- [Task list]
1. List the ways the email about social machines says any activity on the Web changes the Web in a basic sense.
2. In the email about social machines, what would the group of people on the Flowers estate use Facebook to coordinate?

--- begin Document section ---

[Sociam-soton] Re: Fwd: Is email a social machine?

Kieron O'Hara kmo at ecs.soton.ac.uk
Wed Oct 30 11:05:25 GMT 2013


Hmm, not sure about this. Sorry to continue to be boring, but I don't 
seem to be able to stop.

Is the feedback loop characteristic? Couldn't we have a social machine 
that left the affordances of the technology unchanged?

Obviously, any activity on the Web changes the Web in a basic sense by 
leaving traces and links and altering the amount of information that can 
be gathered from it. But if (say) a group of people on the Flowers 
estate used Facebook to coordinate their responses to crime, it would 
leave the affordances of Facebook unchanged in any serious sense, 
wouldn't it? But we might still want to call it a social machine, even 
though the feedback loop is very tenuous.

Are there any examples of tech/social feedback loops that do not produce 
social machines? Not entirely sure, but here is one possible example: an 
al Qaeda group dedicated to blowing up communications lines in 
Afghanistan (there are such, apparently). There is a set of technical 
affordances, allowing Web-based and other communications between remote 
areas and sectors of government. The group blows up the cables, 
stations, etc, which are so sparse these will seriously disrupt Internet 
communication (social behaviour changing the technical features). New 
infrastructure is built with new security features, which then means the 
group has to alter its tactics but continues to disrupt the Afghan Web 
(technical features changing social behaviour). But I'd be very 
reluctant to call the al Qaeda group, still less {the al Qaeda group + 
the Afghan Web infrastructure}, a social machine except in a very 
degenerate sense.

--- end Document section ---
--- begin Rows ---

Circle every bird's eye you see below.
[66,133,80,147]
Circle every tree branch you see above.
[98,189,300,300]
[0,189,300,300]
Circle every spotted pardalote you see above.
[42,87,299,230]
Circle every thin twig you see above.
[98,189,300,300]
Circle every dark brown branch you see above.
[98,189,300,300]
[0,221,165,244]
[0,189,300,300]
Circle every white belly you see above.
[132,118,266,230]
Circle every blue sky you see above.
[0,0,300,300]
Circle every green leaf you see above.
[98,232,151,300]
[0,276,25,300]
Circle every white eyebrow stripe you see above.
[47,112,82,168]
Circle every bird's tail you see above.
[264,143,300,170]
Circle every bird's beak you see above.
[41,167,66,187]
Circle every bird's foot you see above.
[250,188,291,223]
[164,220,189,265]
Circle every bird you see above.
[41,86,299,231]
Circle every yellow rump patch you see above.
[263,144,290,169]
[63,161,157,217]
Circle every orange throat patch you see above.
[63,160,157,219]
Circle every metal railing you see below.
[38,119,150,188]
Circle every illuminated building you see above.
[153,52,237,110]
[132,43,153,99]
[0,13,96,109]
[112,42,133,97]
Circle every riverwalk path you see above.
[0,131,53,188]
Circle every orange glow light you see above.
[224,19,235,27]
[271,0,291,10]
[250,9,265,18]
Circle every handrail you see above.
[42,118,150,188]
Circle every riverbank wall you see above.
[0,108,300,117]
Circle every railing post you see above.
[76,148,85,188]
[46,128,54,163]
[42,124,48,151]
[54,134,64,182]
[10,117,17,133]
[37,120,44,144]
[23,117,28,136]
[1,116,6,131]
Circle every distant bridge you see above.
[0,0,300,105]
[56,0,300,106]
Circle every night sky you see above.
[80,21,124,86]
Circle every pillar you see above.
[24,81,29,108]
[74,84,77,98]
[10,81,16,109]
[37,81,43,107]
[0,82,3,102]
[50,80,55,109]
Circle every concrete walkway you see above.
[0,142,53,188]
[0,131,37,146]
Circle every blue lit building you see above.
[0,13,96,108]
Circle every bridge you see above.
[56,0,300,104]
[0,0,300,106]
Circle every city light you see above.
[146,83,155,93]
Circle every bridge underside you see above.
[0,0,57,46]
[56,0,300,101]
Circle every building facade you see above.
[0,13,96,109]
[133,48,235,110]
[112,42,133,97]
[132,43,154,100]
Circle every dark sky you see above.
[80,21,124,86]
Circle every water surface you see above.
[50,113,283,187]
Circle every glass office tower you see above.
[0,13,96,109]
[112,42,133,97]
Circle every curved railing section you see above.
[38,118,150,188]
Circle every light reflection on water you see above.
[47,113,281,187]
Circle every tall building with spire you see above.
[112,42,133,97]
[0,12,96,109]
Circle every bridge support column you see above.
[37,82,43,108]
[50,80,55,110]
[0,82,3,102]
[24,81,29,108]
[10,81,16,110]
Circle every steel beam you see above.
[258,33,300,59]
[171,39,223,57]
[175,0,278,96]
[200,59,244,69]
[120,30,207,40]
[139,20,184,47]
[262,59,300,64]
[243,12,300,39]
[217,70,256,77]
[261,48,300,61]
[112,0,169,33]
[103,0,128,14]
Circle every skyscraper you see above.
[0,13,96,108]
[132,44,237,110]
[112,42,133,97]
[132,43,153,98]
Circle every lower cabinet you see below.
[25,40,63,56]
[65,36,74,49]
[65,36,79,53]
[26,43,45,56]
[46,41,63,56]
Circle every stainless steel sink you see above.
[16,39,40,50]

--- end Rows ---

- [Results of the exercise]
1.
- It leaves traces.
- It leaves links.
- It alters the amount of information that can be gathered from the Web.

2. Their responses to crime.